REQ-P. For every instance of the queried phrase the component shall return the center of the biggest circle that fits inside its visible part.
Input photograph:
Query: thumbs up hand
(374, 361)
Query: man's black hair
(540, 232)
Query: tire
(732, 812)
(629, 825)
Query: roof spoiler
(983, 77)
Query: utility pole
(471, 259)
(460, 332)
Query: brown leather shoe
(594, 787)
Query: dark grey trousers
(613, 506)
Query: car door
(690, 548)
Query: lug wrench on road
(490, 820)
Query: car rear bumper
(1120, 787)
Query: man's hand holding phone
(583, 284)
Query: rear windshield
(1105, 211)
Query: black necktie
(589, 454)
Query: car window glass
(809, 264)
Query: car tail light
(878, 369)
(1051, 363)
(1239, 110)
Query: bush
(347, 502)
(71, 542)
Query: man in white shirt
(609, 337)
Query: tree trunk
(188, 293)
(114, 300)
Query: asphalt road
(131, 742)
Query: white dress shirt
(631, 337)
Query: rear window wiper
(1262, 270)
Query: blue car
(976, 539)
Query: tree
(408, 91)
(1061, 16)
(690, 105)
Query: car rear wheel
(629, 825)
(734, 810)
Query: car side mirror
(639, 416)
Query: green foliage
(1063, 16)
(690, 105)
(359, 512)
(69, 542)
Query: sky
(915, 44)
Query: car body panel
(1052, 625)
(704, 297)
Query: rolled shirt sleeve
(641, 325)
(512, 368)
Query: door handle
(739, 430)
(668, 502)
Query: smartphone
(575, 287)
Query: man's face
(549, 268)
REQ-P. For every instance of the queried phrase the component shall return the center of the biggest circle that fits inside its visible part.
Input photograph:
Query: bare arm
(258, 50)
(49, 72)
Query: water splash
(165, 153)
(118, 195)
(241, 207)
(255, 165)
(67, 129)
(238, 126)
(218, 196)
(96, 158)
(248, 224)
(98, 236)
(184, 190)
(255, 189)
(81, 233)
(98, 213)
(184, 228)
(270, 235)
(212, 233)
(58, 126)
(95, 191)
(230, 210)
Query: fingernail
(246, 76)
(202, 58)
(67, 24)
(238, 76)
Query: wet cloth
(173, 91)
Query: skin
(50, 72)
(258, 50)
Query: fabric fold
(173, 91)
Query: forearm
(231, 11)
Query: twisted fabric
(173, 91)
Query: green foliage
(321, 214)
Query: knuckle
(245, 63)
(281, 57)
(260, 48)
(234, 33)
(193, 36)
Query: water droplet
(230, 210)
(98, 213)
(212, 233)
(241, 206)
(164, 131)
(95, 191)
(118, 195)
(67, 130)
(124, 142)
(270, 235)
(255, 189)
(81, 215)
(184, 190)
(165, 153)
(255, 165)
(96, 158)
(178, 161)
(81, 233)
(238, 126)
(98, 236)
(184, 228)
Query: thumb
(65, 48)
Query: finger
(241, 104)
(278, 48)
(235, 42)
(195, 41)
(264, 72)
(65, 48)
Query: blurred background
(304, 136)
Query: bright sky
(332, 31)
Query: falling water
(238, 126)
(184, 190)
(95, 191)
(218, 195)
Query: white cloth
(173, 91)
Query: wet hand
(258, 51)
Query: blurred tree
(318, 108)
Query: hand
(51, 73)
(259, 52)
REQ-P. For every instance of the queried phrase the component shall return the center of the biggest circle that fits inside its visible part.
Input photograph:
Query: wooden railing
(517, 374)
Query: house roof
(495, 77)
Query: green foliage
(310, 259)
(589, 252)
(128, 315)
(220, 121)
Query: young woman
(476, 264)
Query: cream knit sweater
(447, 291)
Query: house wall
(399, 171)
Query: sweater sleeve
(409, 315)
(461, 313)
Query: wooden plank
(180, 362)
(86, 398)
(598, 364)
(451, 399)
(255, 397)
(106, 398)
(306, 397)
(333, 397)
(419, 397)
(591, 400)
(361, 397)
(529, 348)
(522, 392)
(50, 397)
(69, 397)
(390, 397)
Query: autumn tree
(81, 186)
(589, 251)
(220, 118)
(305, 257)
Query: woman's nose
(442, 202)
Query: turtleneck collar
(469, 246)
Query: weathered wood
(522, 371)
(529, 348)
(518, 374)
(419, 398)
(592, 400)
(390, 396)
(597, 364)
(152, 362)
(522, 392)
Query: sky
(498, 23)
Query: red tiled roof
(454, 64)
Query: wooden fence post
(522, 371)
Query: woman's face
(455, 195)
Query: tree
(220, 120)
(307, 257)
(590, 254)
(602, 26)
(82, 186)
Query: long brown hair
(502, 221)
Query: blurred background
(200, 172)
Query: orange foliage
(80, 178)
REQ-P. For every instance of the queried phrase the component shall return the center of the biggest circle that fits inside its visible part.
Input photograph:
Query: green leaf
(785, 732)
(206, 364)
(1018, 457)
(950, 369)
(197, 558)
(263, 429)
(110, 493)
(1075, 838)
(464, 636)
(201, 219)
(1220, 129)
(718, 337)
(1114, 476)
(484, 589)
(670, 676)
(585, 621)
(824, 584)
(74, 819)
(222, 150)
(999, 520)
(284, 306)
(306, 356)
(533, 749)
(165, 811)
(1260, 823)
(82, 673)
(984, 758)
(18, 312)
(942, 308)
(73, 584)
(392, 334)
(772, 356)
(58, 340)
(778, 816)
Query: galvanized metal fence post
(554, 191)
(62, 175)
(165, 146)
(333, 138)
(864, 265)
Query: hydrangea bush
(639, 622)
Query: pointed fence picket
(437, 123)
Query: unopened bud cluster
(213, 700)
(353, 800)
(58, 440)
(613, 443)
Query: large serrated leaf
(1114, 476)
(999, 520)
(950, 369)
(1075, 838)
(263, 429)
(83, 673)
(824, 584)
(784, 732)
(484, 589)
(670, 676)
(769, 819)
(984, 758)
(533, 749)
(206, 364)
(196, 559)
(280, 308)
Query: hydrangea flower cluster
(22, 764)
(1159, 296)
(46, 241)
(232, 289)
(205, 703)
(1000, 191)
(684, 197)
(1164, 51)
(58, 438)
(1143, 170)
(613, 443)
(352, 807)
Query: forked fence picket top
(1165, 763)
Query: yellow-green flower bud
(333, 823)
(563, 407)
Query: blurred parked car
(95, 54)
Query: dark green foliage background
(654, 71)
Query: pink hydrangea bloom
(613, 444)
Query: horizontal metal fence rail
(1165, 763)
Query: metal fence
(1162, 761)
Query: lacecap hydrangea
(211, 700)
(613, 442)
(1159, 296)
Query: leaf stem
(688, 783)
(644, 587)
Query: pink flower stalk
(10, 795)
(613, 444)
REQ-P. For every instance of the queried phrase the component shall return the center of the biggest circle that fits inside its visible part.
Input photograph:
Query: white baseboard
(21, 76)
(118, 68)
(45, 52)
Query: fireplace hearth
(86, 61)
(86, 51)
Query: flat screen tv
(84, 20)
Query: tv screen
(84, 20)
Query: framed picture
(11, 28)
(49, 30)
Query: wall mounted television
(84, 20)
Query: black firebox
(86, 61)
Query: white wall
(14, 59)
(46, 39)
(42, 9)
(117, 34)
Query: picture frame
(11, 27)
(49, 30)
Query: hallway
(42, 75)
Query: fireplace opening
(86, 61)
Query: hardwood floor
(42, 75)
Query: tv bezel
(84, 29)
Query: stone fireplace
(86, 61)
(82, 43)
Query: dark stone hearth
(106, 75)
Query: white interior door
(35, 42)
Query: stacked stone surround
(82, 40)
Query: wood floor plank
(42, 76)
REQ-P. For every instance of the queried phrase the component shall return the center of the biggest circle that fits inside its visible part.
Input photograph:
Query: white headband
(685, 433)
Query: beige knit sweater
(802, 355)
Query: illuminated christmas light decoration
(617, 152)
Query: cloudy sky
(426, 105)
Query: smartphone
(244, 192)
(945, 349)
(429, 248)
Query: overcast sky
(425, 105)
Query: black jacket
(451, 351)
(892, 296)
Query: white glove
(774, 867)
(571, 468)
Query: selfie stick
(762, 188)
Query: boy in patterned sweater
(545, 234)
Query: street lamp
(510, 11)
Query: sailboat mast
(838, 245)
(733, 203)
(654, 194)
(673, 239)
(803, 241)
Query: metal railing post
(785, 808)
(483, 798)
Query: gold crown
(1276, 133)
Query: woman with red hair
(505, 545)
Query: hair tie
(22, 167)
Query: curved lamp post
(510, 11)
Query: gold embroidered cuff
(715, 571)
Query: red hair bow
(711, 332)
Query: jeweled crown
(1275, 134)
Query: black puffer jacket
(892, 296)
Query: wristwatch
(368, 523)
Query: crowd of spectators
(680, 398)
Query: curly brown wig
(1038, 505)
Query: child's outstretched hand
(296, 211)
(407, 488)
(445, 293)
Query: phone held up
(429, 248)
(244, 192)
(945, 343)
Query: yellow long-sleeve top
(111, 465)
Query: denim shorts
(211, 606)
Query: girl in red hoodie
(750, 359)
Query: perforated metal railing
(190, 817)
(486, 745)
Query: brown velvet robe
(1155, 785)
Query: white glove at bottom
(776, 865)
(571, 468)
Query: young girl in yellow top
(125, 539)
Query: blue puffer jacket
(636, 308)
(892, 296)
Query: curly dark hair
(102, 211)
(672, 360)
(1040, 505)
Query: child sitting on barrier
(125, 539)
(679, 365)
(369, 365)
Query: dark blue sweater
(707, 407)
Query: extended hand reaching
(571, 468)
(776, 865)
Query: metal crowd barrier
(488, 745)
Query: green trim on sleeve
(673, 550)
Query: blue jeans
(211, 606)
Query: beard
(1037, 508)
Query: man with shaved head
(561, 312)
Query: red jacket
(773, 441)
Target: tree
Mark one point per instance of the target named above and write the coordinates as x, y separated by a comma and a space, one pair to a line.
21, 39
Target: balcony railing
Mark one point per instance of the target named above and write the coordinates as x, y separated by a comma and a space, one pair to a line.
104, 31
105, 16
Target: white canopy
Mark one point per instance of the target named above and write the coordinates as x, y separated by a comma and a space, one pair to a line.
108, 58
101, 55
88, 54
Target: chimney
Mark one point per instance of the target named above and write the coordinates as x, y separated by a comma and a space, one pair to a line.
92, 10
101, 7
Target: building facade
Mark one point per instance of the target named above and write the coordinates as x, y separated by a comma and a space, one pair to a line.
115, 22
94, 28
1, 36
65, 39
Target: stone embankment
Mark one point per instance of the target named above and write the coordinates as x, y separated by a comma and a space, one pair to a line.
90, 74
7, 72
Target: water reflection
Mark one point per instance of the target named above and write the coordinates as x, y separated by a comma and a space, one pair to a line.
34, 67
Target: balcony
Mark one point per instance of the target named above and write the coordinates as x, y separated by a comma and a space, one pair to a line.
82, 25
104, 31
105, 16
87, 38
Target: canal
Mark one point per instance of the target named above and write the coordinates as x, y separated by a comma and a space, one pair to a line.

___

YOUR ASSIGNMENT. Everything from the line with "Query: beard" down to the last line of the data above should be returned exactly, with both ends kept and nothing added.

EXERCISE ANSWER.
Query: beard
(1037, 508)
Query: man with shaved head
(561, 312)
Query: red jacket
(773, 441)
Target: tree
Mark one point per instance of the target named above and write the coordinates as x, y separated by a comma and a space, one pair to a line.
21, 39
Target: balcony railing
Mark one point per instance of the target named above and write the coordinates as x, y separated by a comma and a space, one pair to a line.
104, 31
105, 16
Target: white canopy
Mark one point per instance of the target named above and write the coordinates as x, y separated by a comma and a space, one pair to a line.
108, 58
101, 55
88, 54
Target: chimney
Mark one point per instance of the target named above and write the coordinates as x, y separated by a comma and a space, one pair to a line.
92, 10
101, 7
Target: building facade
Mark one point per instance of the target named above and write the coordinates as x, y separated by a comma and a space, one pair to a line.
115, 22
94, 28
1, 36
65, 39
Target: stone embankment
Mark one point per instance of the target named above and write the coordinates as x, y separated by a comma and a space, one pair to a line.
90, 74
7, 72
Target: water reflection
Mark one point per instance of the target named above and write the coordinates as x, y separated by a comma and a space, one pair to a line.
34, 67
Target: balcony
Mark one point per instance of the target named above and write the coordinates as x, y separated by a comma and a space, one pair to a line.
82, 25
104, 31
105, 16
87, 38
Target: canal
Mark one point per instance of the target named above and write the coordinates as x, y separated by a comma and a space, one pair to a line.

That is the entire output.